### EXERCISE INSTRUCTIONS
Of all the entries below, retype only the lines from the one with "task | place one marker on every instance of the meadow" through the one with "task | place one marker on every instance of the cumulus", exactly as they appear.

*** Opening of RECORDS ***

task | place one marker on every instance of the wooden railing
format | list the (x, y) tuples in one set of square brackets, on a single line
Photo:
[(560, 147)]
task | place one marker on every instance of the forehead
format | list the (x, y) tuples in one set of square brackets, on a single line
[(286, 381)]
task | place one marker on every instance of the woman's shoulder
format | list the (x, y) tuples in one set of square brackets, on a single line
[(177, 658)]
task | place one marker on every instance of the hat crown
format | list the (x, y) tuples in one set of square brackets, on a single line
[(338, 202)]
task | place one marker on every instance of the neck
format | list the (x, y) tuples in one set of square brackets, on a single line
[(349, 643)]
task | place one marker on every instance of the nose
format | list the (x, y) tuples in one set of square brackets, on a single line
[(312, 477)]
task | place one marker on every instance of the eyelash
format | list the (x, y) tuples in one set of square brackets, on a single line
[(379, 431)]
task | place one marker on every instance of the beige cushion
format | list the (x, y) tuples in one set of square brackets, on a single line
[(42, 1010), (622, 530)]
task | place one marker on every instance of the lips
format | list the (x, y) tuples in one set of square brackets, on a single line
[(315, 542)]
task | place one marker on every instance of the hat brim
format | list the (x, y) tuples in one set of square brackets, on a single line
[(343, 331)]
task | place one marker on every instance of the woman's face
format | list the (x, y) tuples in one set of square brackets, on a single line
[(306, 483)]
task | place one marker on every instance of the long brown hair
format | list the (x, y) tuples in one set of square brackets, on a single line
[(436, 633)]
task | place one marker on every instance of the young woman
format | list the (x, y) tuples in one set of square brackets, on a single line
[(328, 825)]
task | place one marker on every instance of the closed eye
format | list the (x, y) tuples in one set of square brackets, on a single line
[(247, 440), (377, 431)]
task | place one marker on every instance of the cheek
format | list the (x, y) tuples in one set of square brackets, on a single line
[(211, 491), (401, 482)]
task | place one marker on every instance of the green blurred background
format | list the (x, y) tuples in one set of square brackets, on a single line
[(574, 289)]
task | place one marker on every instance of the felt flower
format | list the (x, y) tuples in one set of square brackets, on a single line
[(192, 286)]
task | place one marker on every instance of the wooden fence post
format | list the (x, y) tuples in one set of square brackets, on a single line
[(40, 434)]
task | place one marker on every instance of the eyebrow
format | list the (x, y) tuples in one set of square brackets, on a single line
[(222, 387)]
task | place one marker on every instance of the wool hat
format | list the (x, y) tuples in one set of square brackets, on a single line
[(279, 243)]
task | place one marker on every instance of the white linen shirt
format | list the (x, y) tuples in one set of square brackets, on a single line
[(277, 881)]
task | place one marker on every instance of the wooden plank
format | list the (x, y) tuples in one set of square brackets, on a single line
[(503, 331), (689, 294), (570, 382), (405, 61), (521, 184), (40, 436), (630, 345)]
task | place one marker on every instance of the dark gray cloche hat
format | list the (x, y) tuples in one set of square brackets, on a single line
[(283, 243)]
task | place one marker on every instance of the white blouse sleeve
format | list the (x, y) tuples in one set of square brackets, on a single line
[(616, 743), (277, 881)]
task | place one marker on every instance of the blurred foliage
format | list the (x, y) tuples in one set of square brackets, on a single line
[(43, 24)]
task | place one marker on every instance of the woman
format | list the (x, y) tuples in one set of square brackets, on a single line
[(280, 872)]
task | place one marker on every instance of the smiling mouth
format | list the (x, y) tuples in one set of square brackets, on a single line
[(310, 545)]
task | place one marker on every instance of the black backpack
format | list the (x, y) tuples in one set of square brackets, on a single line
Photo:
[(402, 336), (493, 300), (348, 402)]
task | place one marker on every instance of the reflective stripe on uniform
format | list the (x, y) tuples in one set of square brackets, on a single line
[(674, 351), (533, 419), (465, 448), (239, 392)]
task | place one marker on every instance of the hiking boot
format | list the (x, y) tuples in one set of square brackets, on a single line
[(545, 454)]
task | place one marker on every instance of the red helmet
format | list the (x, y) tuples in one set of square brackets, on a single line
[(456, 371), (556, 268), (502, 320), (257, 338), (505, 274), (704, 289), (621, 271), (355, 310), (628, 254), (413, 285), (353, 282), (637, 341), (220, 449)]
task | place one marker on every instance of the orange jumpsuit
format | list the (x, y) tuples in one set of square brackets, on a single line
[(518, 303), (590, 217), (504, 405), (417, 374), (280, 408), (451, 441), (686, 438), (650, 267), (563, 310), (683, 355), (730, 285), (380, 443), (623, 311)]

*** Close of RECORDS ***
*** Opening of RECORDS ***

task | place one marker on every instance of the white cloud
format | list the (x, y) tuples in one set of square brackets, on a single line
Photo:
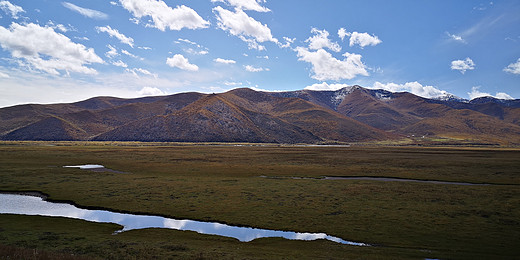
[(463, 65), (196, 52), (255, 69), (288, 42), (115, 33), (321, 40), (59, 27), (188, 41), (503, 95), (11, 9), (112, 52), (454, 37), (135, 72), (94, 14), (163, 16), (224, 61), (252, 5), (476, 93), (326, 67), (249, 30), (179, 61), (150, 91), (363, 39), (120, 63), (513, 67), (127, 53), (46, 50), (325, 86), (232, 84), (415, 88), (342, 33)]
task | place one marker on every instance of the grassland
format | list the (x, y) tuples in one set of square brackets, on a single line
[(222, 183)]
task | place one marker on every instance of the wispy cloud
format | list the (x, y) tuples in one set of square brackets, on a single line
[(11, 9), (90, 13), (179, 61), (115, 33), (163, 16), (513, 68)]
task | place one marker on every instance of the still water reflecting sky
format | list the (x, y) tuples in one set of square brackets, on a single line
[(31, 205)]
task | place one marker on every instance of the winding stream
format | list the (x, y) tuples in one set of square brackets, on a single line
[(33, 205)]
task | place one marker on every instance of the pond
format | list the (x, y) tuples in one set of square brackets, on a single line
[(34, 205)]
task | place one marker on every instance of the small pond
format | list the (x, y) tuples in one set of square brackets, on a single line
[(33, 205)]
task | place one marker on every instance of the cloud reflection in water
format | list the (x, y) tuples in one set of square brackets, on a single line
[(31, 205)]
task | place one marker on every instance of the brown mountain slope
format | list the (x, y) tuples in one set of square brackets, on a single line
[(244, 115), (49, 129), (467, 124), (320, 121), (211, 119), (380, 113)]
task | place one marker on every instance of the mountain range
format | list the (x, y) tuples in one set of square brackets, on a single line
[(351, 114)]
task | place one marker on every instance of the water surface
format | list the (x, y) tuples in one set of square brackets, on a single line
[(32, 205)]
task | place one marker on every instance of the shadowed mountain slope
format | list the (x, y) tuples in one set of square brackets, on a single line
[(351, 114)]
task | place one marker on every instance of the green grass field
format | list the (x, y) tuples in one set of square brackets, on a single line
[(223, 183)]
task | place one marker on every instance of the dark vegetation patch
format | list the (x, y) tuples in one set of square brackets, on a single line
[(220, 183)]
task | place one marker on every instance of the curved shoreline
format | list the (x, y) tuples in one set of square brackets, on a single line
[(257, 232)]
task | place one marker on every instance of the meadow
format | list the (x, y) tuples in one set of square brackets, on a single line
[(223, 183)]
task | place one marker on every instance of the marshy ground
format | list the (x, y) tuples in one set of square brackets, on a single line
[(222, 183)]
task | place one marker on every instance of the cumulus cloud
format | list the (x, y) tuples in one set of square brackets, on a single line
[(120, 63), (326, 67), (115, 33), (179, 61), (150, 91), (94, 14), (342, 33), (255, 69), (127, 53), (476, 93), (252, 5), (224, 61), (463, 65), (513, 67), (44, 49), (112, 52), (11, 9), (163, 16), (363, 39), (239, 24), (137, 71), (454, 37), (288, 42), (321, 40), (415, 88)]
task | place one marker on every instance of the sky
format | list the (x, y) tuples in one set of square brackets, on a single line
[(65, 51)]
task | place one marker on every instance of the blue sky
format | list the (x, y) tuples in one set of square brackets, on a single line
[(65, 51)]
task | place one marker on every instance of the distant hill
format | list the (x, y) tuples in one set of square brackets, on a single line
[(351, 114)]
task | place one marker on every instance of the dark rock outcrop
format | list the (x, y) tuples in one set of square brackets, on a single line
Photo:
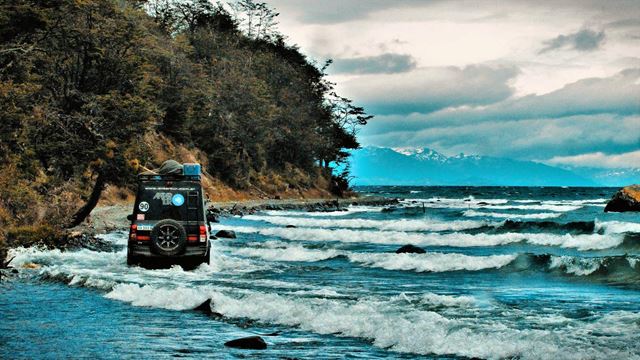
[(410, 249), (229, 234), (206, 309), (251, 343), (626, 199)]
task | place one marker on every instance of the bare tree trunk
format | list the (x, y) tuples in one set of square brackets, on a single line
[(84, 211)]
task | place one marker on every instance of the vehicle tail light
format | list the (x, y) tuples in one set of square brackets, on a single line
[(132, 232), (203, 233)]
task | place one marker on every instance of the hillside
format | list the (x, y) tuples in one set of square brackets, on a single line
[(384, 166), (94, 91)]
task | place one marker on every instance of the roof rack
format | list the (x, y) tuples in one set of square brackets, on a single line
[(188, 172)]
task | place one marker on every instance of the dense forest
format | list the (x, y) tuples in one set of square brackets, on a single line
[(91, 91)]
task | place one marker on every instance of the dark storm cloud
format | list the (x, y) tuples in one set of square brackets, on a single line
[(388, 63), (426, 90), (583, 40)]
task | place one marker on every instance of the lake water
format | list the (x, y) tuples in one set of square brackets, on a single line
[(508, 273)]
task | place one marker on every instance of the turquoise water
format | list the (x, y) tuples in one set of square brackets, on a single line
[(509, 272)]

*** Close of RECORDS ***
*** Opening of RECORDS ***

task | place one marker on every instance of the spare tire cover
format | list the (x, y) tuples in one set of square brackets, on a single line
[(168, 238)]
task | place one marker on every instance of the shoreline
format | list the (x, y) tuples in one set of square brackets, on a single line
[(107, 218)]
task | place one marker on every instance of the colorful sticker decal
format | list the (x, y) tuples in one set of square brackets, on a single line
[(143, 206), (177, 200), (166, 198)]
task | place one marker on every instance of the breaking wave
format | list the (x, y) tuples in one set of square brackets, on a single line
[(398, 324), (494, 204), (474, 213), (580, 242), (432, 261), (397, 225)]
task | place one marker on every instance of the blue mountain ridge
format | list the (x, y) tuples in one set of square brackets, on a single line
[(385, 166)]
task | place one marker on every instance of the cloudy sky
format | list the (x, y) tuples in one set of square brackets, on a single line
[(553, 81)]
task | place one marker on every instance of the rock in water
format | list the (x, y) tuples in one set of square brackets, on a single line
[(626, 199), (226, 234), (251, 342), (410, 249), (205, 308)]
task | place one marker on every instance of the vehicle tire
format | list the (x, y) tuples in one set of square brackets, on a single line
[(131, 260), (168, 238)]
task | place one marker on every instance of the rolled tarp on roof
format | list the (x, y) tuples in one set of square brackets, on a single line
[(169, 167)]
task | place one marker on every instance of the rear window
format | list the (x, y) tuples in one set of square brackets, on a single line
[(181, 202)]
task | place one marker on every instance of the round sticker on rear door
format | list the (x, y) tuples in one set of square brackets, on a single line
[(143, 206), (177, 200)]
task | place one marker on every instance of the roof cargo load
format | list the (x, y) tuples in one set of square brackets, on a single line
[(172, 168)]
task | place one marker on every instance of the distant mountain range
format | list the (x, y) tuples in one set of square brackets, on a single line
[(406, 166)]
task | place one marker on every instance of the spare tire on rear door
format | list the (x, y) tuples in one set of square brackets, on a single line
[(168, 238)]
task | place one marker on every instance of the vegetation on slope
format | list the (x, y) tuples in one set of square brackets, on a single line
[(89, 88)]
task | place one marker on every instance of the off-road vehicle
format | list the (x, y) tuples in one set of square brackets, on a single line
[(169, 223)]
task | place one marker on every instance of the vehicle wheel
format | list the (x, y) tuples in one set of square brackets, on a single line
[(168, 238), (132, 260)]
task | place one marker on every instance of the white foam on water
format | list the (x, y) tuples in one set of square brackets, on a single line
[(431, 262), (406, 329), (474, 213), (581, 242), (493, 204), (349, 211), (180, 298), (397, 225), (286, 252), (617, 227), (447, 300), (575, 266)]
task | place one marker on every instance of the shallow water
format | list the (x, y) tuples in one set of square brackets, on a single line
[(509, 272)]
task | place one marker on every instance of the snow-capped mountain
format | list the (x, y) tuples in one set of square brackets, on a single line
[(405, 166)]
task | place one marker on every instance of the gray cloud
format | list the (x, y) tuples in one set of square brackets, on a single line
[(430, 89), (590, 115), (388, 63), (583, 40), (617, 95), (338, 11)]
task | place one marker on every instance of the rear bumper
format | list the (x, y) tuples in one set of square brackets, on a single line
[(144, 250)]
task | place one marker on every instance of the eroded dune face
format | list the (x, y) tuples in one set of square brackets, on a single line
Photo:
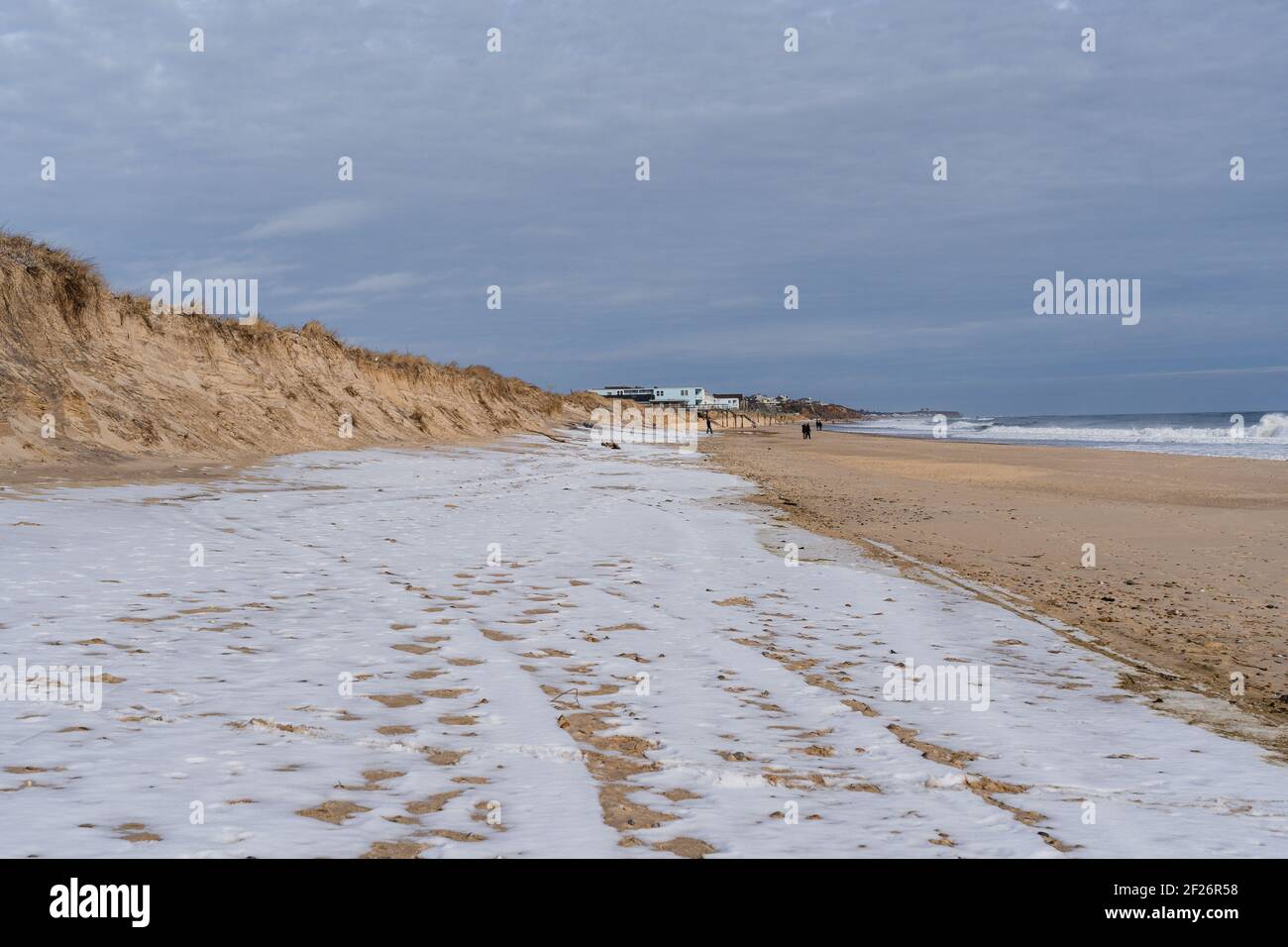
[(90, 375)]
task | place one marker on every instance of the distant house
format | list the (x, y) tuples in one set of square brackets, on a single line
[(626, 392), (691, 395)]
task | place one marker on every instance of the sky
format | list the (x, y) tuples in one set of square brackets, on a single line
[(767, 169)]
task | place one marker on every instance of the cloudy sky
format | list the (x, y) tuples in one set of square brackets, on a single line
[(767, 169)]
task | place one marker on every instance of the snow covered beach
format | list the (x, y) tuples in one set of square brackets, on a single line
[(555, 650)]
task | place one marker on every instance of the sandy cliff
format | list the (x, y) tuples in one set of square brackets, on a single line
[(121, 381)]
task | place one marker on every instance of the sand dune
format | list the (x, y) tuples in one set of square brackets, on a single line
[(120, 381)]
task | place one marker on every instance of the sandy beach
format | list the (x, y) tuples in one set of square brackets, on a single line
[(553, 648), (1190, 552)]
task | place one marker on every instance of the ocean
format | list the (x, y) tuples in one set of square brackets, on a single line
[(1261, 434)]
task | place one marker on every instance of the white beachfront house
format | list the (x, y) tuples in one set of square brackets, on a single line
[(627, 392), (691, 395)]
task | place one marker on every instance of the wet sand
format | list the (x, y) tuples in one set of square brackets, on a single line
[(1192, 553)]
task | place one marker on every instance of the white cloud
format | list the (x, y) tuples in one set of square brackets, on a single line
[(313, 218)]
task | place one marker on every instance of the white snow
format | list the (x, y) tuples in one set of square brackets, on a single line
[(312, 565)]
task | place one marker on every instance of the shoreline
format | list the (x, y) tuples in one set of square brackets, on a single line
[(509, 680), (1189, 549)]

*** Close of RECORDS ***

### TASK RESPONSE
task | place one marker on every instance of the meadow
format | list the (x, y) tuples in one set of square brackets, on a single line
[(223, 183)]
task | place one marker on every instance of the marshy ground
format | list the (x, y) tuples in one set of square brackets, on a single line
[(222, 183)]
task | place one marker on every instance of the cumulus cloud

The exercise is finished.